=== To do ===
For the word "control", search the records and show each line in which it occurs.

=== Dataset records ===
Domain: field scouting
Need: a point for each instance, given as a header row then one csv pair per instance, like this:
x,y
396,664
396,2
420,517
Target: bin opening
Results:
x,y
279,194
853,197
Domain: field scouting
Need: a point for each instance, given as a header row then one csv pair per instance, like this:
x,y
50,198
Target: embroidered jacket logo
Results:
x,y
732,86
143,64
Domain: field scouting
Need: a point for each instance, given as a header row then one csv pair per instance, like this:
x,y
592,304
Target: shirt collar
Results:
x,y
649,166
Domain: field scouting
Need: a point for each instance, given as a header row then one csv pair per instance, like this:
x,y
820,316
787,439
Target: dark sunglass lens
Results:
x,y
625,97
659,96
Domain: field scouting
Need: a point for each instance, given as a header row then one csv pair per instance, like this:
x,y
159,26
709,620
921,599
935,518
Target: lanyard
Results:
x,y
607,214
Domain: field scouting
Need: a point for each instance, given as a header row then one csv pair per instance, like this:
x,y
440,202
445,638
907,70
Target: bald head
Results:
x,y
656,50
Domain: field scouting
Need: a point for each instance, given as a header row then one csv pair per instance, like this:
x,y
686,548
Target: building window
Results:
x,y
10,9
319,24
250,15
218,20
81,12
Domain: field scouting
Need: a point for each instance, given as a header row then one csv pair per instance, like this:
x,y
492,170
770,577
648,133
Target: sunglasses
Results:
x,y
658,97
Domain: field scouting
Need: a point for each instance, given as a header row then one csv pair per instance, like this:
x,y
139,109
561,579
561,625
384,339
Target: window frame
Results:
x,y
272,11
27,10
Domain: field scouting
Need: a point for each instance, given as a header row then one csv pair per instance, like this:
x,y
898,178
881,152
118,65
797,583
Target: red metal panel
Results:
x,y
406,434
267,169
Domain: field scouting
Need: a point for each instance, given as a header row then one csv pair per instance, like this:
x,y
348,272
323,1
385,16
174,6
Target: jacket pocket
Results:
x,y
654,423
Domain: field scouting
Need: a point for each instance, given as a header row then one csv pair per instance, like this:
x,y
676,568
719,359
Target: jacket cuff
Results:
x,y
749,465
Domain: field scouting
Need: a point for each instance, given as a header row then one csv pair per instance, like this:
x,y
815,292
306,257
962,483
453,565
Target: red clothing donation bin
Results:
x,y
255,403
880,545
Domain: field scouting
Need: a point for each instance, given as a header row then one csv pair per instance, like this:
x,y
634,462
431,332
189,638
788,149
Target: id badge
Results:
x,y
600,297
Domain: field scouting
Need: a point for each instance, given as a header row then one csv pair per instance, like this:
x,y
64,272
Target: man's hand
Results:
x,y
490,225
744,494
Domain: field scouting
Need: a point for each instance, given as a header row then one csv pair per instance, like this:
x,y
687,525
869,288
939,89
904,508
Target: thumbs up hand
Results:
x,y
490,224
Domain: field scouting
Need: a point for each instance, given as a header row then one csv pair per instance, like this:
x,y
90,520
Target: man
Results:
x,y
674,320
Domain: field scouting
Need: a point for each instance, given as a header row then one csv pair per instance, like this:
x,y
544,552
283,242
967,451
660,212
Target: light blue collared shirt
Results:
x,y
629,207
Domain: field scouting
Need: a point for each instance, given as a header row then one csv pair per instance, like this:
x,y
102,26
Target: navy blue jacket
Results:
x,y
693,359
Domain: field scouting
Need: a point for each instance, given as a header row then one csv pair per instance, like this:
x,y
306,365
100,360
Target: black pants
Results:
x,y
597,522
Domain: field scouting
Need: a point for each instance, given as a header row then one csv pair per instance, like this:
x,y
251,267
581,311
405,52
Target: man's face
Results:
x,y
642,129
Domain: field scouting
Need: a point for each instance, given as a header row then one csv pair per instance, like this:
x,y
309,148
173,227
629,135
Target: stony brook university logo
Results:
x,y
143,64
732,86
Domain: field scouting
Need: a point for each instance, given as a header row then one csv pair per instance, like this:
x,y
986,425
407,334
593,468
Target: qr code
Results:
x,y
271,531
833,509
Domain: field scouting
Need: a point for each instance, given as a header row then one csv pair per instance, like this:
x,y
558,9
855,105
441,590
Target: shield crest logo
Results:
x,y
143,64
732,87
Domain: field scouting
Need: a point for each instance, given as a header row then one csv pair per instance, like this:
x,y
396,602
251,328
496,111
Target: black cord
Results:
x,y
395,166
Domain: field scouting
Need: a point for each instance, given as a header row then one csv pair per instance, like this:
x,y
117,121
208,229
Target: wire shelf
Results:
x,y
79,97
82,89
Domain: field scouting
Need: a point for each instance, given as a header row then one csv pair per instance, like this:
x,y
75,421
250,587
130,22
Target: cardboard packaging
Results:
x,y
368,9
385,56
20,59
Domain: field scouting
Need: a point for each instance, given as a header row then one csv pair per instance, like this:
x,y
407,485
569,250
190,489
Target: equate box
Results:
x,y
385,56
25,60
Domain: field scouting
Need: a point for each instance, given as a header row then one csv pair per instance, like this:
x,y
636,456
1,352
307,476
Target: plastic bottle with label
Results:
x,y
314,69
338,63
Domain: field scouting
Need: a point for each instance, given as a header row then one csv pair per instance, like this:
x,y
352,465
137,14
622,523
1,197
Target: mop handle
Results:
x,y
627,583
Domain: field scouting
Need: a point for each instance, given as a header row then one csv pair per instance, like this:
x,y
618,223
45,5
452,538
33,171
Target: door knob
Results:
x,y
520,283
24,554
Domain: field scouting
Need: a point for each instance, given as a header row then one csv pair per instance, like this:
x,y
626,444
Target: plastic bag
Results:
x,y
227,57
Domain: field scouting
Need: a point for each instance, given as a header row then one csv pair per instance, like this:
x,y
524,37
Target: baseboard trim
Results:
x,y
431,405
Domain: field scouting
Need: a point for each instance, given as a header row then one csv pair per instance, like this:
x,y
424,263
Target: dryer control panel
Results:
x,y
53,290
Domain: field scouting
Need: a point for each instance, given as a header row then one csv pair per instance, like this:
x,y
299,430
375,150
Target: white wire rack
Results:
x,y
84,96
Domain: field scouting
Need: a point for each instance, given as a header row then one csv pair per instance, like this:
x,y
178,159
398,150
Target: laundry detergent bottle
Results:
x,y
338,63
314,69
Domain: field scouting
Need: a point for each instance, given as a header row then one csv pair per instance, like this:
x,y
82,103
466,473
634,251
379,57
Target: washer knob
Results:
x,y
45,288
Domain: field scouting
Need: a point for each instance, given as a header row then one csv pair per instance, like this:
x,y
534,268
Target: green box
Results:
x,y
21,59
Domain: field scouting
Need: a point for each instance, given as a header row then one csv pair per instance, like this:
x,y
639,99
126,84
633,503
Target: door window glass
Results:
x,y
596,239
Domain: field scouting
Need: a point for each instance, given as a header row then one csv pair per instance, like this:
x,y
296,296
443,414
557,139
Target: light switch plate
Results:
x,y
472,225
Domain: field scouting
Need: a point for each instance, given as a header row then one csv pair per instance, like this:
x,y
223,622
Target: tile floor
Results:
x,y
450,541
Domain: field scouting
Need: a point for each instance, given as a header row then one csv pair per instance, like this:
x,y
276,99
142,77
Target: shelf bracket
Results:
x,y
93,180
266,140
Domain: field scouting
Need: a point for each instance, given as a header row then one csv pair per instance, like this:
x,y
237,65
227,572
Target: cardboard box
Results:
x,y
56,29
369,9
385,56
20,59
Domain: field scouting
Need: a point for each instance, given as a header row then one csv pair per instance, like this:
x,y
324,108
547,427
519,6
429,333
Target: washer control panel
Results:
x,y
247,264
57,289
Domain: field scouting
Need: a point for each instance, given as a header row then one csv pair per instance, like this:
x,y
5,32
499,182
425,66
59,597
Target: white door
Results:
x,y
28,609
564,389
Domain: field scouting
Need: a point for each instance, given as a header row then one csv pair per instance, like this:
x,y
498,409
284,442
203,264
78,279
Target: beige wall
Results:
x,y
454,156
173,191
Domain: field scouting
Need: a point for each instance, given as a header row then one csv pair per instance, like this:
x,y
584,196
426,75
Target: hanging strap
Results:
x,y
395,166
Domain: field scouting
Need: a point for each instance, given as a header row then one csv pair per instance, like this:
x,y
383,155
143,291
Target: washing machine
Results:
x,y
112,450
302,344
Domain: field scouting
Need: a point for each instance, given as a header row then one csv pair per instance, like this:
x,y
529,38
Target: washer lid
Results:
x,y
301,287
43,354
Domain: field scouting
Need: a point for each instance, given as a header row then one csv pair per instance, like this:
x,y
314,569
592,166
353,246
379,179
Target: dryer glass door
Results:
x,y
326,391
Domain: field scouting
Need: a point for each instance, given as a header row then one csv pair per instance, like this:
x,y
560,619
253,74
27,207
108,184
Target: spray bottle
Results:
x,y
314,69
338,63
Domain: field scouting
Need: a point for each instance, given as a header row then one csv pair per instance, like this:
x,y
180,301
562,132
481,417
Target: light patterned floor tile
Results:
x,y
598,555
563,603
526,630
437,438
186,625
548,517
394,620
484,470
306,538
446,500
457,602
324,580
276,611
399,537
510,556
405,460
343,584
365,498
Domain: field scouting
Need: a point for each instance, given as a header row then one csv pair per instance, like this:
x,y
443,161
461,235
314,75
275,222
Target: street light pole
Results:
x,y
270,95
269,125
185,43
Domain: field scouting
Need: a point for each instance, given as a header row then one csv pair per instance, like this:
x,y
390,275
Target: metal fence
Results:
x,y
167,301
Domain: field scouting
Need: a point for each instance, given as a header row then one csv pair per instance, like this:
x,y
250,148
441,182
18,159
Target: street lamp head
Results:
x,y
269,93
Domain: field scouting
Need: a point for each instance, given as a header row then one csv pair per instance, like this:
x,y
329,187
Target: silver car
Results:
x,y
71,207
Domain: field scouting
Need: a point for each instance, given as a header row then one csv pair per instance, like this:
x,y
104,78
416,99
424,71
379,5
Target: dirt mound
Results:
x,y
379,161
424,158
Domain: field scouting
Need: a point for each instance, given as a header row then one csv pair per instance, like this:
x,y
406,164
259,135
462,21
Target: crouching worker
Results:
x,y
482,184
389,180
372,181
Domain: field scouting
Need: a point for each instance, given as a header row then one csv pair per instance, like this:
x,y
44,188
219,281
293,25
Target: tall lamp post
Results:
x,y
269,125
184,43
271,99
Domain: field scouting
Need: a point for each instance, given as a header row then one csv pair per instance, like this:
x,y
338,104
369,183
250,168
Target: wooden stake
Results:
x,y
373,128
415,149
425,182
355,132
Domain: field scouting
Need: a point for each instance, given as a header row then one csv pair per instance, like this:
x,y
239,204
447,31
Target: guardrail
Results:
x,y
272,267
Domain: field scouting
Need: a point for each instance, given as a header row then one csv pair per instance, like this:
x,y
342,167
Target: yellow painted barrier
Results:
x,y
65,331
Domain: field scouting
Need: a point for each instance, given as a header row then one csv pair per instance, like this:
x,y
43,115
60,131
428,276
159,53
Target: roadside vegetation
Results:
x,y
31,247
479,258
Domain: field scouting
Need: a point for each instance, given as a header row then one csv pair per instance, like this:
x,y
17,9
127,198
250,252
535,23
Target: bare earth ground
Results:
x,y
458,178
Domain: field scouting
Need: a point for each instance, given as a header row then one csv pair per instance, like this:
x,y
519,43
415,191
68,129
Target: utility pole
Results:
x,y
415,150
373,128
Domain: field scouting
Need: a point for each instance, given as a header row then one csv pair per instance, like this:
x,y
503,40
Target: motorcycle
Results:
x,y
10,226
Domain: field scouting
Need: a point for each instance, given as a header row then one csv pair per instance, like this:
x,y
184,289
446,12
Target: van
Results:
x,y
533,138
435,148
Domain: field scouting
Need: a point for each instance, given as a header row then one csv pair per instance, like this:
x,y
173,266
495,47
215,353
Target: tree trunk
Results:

=== Answer box ===
Target: dryer control panel
Target: washer control panel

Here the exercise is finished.